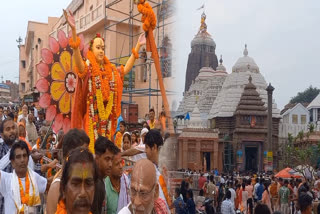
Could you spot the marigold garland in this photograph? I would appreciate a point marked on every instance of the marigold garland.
(61, 208)
(48, 154)
(24, 196)
(134, 52)
(118, 140)
(148, 17)
(74, 44)
(102, 120)
(82, 74)
(163, 185)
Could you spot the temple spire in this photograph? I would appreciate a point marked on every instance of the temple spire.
(203, 26)
(245, 52)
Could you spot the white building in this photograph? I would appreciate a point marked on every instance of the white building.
(204, 90)
(227, 100)
(314, 111)
(293, 121)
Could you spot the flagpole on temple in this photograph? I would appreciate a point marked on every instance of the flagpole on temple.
(149, 24)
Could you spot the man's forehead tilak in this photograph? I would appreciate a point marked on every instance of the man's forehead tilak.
(82, 172)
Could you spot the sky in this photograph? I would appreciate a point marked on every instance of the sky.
(14, 17)
(283, 38)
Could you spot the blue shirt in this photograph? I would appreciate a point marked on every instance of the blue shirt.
(260, 192)
(180, 206)
(4, 149)
(191, 206)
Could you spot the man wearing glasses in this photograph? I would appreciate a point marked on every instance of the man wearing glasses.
(144, 191)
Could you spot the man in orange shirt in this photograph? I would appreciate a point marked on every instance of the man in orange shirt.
(249, 189)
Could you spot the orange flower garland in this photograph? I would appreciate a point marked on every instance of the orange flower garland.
(24, 196)
(74, 44)
(134, 52)
(118, 140)
(148, 17)
(83, 74)
(49, 172)
(163, 185)
(61, 208)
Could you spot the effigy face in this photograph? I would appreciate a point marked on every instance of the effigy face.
(98, 49)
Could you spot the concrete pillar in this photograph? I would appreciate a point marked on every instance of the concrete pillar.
(198, 155)
(185, 154)
(270, 90)
(215, 157)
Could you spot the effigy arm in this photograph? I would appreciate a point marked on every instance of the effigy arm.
(133, 57)
(75, 42)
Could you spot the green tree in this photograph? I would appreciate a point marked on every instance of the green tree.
(299, 152)
(306, 96)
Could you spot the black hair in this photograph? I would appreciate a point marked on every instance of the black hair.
(72, 139)
(243, 186)
(228, 194)
(266, 185)
(177, 190)
(153, 137)
(137, 135)
(3, 122)
(127, 135)
(262, 209)
(77, 155)
(249, 181)
(151, 110)
(190, 193)
(11, 115)
(18, 145)
(103, 144)
(145, 122)
(304, 201)
(122, 123)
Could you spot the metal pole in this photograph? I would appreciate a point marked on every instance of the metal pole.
(130, 46)
(150, 84)
(270, 90)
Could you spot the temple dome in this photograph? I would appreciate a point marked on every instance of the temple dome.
(245, 63)
(206, 72)
(221, 69)
(203, 37)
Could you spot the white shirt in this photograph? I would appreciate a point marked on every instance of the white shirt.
(22, 116)
(125, 210)
(233, 195)
(6, 189)
(255, 190)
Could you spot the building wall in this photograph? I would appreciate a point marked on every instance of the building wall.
(117, 45)
(294, 121)
(23, 78)
(36, 39)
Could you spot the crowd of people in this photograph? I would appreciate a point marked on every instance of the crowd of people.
(47, 172)
(248, 194)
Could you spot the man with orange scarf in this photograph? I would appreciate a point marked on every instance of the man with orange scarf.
(153, 143)
(77, 184)
(21, 188)
(97, 100)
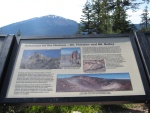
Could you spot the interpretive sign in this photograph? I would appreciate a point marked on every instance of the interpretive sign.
(71, 69)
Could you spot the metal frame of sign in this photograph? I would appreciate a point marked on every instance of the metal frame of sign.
(6, 49)
(143, 42)
(76, 100)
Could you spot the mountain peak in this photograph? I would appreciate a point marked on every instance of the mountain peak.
(49, 25)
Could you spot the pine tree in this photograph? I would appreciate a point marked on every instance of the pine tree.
(19, 33)
(145, 22)
(120, 23)
(1, 31)
(86, 20)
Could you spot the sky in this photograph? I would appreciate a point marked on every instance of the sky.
(12, 11)
(107, 76)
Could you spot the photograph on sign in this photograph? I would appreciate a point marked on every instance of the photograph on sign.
(75, 68)
(93, 82)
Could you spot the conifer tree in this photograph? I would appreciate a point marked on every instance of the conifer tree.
(145, 22)
(120, 23)
(86, 20)
(19, 33)
(1, 31)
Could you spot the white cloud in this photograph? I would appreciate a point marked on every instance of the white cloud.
(17, 10)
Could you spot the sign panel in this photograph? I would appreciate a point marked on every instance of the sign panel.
(75, 68)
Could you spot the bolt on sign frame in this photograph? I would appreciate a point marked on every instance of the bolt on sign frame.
(75, 69)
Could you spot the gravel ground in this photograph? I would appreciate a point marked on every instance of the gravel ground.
(133, 108)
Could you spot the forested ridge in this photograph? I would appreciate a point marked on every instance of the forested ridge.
(110, 16)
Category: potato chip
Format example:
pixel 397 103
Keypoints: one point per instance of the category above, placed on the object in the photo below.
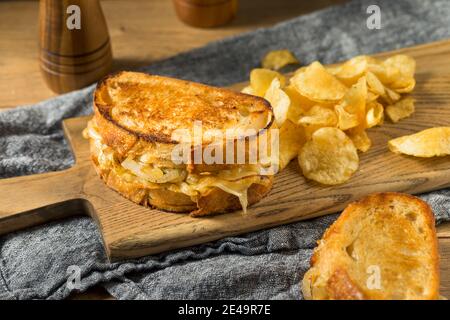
pixel 299 104
pixel 261 79
pixel 401 109
pixel 427 143
pixel 329 157
pixel 374 84
pixel 279 100
pixel 319 116
pixel 248 90
pixel 374 115
pixel 277 59
pixel 346 120
pixel 371 97
pixel 351 70
pixel 360 139
pixel 351 110
pixel 385 74
pixel 398 69
pixel 403 85
pixel 390 96
pixel 316 84
pixel 292 138
pixel 405 64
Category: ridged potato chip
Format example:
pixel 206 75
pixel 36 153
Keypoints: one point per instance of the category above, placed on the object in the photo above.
pixel 351 110
pixel 292 138
pixel 330 157
pixel 374 115
pixel 360 139
pixel 277 59
pixel 261 79
pixel 279 100
pixel 401 109
pixel 319 116
pixel 433 142
pixel 315 83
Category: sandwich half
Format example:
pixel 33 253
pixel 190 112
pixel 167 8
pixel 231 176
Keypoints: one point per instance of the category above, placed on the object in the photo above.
pixel 382 247
pixel 142 121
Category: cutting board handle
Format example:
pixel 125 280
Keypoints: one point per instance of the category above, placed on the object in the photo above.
pixel 35 199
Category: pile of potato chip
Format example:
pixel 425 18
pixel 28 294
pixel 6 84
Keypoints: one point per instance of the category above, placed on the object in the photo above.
pixel 323 112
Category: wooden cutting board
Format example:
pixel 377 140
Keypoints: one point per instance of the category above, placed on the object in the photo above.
pixel 130 230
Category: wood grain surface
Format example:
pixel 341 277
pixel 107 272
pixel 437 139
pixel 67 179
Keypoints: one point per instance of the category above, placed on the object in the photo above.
pixel 21 82
pixel 65 66
pixel 141 32
pixel 132 231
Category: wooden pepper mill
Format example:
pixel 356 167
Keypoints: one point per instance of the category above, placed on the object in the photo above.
pixel 205 13
pixel 75 50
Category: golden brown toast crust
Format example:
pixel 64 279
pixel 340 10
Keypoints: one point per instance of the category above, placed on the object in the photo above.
pixel 394 231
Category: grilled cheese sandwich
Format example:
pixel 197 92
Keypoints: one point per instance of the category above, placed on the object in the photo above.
pixel 132 142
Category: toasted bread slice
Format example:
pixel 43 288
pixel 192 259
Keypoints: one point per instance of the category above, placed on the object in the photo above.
pixel 381 247
pixel 170 198
pixel 132 139
pixel 131 106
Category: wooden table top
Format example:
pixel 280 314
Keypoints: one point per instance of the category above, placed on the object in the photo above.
pixel 139 31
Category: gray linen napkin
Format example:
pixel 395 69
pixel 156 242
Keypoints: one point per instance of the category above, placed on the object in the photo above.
pixel 266 264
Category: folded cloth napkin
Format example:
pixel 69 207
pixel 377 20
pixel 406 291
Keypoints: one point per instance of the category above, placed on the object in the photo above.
pixel 267 264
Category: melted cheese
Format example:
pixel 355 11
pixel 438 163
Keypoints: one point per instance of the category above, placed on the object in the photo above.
pixel 235 181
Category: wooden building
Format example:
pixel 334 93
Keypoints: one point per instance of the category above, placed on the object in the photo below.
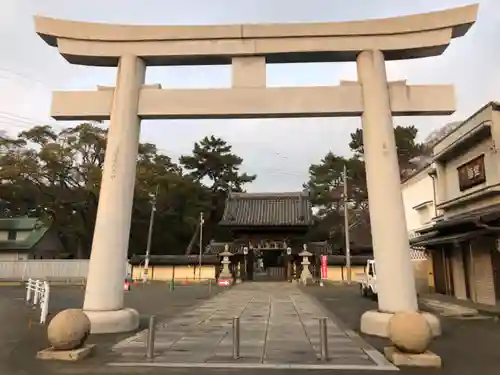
========
* _REQUIREMENTS_
Rewrite every line of the items above as a numbered list, skipping blank lines and leaving out the pictures.

* _TASK ANSWER_
1. Could you spot the marigold garland in this photograph? I would appreciate a point marked on every instance of the marigold garland.
2. (61, 208)
3. (48, 154)
4. (24, 196)
5. (134, 52)
6. (118, 140)
7. (148, 17)
8. (74, 44)
9. (102, 120)
10. (82, 74)
11. (163, 185)
12. Could you spot the temple spire in this photograph? I would appreciate a point marked on every instance of the temple spire.
13. (203, 26)
14. (245, 52)
15. Could you spot the white building in this photograph? I would appreciate a point marked on every instance of the white building.
16. (204, 90)
17. (227, 100)
18. (314, 111)
19. (293, 121)
20. Could you spot the flagpole on temple in this photograph? I would appreciate a point marked on every instance of the flagpole on temple.
21. (149, 24)
22. Could you spot the man's forehead tilak in this photograph? I would appreciate a point marked on every instance of the man's forehead tilak.
23. (82, 172)
24. Could you spot the sky in this photograph? I would appreciate a point marked on every instance of the sky.
25. (14, 17)
26. (283, 38)
27. Could you spot the blue shirt in this photograph? I would appreciate a point marked on every instance of the blue shirt.
28. (260, 192)
29. (180, 206)
30. (4, 149)
31. (191, 206)
32. Could you spot the man wearing glasses in this photograph? I would appreciate a point marked on every instance of the man wearing glasses.
33. (144, 191)
34. Could you spot the man in orange shirt in this photograph? I would appreciate a point marked on every instance of the man in orange shirt.
35. (249, 189)
36. Could you spot the orange flower garland in this photograph? I would appreciate a point marked on every instance of the orange flower garland.
37. (24, 196)
38. (74, 44)
39. (134, 52)
40. (118, 140)
41. (148, 17)
42. (83, 74)
43. (49, 172)
44. (163, 185)
45. (61, 208)
46. Could you spot the effigy face in this photograph? I would appreciate a point marked on every instance of the effigy face.
47. (98, 49)
48. Could you spot the concrete pillar in this photograph? I would appreciate a point marked on every instance of the concrete pillar.
49. (198, 155)
50. (185, 154)
51. (270, 90)
52. (215, 157)
53. Could you spot the effigy arm in this photograph? I would appreciate a point marked on every instance of the effigy arm.
54. (133, 57)
55. (75, 42)
56. Could you spot the green tree in this photograph? I would appreciate a point marked on every instance of the green tree.
57. (299, 152)
58. (306, 96)
59. Could you spot the black hair in this photograph? I would appreciate a point marked on every instance of the black hair.
60. (72, 139)
61. (243, 186)
62. (228, 194)
63. (266, 185)
64. (177, 190)
65. (153, 137)
66. (137, 135)
67. (3, 122)
68. (127, 135)
69. (262, 209)
70. (77, 155)
71. (249, 181)
72. (151, 110)
73. (190, 193)
74. (11, 115)
75. (18, 145)
76. (103, 144)
77. (145, 122)
78. (304, 201)
79. (122, 123)
80. Could you spot the metal pole in this photograph? I would appreciate a point marked on every instance of the metal pole.
81. (130, 46)
82. (150, 84)
83. (270, 90)
84. Could you spot the temple dome in this photograph? I would appreciate a point marked on every instance of the temple dome.
85. (245, 63)
86. (206, 72)
87. (221, 69)
88. (203, 37)
89. Could you spot the white shirt in this photograph? I would appreciate a point marked on every instance of the white shirt.
90. (22, 116)
91. (125, 210)
92. (233, 195)
93. (6, 189)
94. (255, 190)
95. Could you spot the building wall in this photograph? I would appreciate a point marked on every instance of the building wall.
96. (117, 45)
97. (294, 121)
98. (23, 78)
99. (36, 39)
100. Could you spot the crowd of people in this photograph? I would appreciate a point marked on every instance of the crowd of people.
101. (47, 172)
102. (248, 194)
103. Could you spot the man with orange scarf in this photograph? I would appreciate a point marked on every instance of the man with orange scarf.
104. (153, 143)
105. (77, 184)
106. (21, 188)
107. (97, 100)
108. Could you spot the interpretive sign in this photograph? I would appreciate a point marked on every instance of the interpretive sign.
109. (71, 69)
110. Could you spot the metal frame of sign in this photograph? I would appreciate a point marked on every instance of the metal frame of sign.
111. (6, 49)
112. (143, 42)
113. (76, 100)
114. Could you spot the mountain peak in this photograph? I would appreciate a point marked on every instance of the mountain peak.
115. (49, 25)
116. Could you spot the pine tree in this photograph? I would appreciate a point marked on every instance of the pine tree.
117. (19, 33)
118. (145, 22)
119. (120, 23)
120. (1, 31)
121. (86, 20)
122. Could you spot the sky in this photograph? I would appreciate a point marked on every instance of the sky.
123. (12, 11)
124. (107, 76)
125. Could you spot the photograph on sign in this photograph? I would appreciate a point marked on every instance of the photograph on sign.
126. (75, 68)
127. (93, 82)
128. Could you spot the conifer tree in this photograph? I would appreciate a point marked on every instance of the conifer tree.
129. (145, 22)
130. (120, 23)
131. (86, 20)
132. (19, 33)
133. (1, 31)
134. Could you spot the white cloud in this photograph? I would appreciate a point marked on every instance of the white cloud.
135. (17, 10)
136. Could you spot the sign panel in this photograph? I would appreciate a point marked on every instance of the sign panel.
137. (75, 68)
138. Could you spot the bolt on sign frame in this photograph? I would appreciate a point marked on every instance of the bolt on sign frame.
139. (75, 69)
140. Could you spot the gravel ground in this photograph? I would appreciate a point marked on every instance of the gravel ground.
141. (133, 108)
142. Could you spot the forested ridge in this photograph? I would appreciate a point marked on every instance of the forested ridge.
143. (110, 16)
144. Category: potato chip
145. Format example:
146. pixel 397 103
147. Keypoints: one point per instance of the category above, placed on the object in the photo below.
148. pixel 299 104
149. pixel 261 79
150. pixel 401 109
151. pixel 427 143
152. pixel 329 157
153. pixel 374 84
154. pixel 279 100
155. pixel 319 116
156. pixel 248 90
157. pixel 374 115
158. pixel 277 59
159. pixel 346 120
160. pixel 371 97
161. pixel 351 70
162. pixel 360 139
163. pixel 351 110
164. pixel 385 74
165. pixel 398 69
166. pixel 403 85
167. pixel 390 96
168. pixel 316 84
169. pixel 292 138
170. pixel 405 64
171. Category: ridged potato chip
172. Format example:
173. pixel 206 75
174. pixel 36 153
175. Keypoints: one point per instance of the category above, placed on the object in the photo above.
176. pixel 351 110
177. pixel 292 138
178. pixel 330 157
179. pixel 374 115
180. pixel 360 139
181. pixel 277 59
182. pixel 261 79
183. pixel 279 100
184. pixel 401 109
185. pixel 319 116
186. pixel 433 142
187. pixel 315 83
188. Category: sandwich half
189. Format example:
190. pixel 33 253
191. pixel 190 112
192. pixel 167 8
193. pixel 231 176
194. Keypoints: one point per instance of the category above, placed on the object in the photo above.
195. pixel 382 247
196. pixel 142 121
197. Category: cutting board handle
198. Format example:
199. pixel 125 280
200. Keypoints: one point per instance of the category above, placed on the object in the photo above.
201. pixel 35 199
202. Category: pile of potato chip
203. Format example:
204. pixel 425 18
205. pixel 28 294
206. pixel 6 84
207. Keypoints: one point per instance of the category above, placed on the object in the photo above.
208. pixel 323 112
209. Category: wooden cutting board
210. Format example:
211. pixel 377 140
212. Keypoints: one point per instance of the category above, placed on the object in the photo above.
213. pixel 130 230
214. Category: wood grain surface
215. Format example:
216. pixel 341 277
217. pixel 107 272
218. pixel 437 139
219. pixel 67 179
220. Keypoints: one point per instance of the category above, placed on the object in the photo above.
221. pixel 21 82
222. pixel 65 66
223. pixel 141 32
224. pixel 132 231
225. Category: wooden pepper mill
226. Format example:
227. pixel 356 167
228. Keypoints: one point per instance of the category above, placed on the object in the photo above.
229. pixel 205 13
230. pixel 75 50
231. Category: golden brown toast crust
232. Format example:
233. pixel 64 279
234. pixel 340 10
235. Keypoints: one point per instance of the category above, placed on the object in the photo above.
236. pixel 394 231
237. Category: grilled cheese sandwich
238. Format example:
239. pixel 197 92
240. Keypoints: one point per instance of the category above, placed on the object in the photo above.
241. pixel 132 142
242. Category: toasted bread slice
243. Format example:
244. pixel 43 288
245. pixel 192 259
246. Keypoints: one point per instance of the category above, placed on the object in the photo above.
247. pixel 381 247
248. pixel 170 198
249. pixel 132 139
250. pixel 131 106
251. Category: wooden table top
252. Format example:
253. pixel 280 314
254. Keypoints: one point per instance of the category above, placed on the object in the photo above.
255. pixel 139 31
256. Category: gray linen napkin
257. Format example:
258. pixel 395 69
259. pixel 156 242
260. Keypoints: one point per instance of the category above, placed on the object in the photo above.
261. pixel 266 264
262. Category: folded cloth napkin
263. Format example:
264. pixel 69 207
265. pixel 377 20
266. pixel 406 291
267. Keypoints: one point per instance of the category above, placed on the object in the photo above.
268. pixel 267 264
269. Category: melted cheese
270. Format example:
271. pixel 355 11
272. pixel 438 163
273. Keypoints: one point per instance of the category above, placed on the object in the photo above.
274. pixel 235 181
275. Category: wooden building
276. Format example:
277. pixel 334 93
278. Keypoints: one point per instance of the category above, placed on the object in the photo below.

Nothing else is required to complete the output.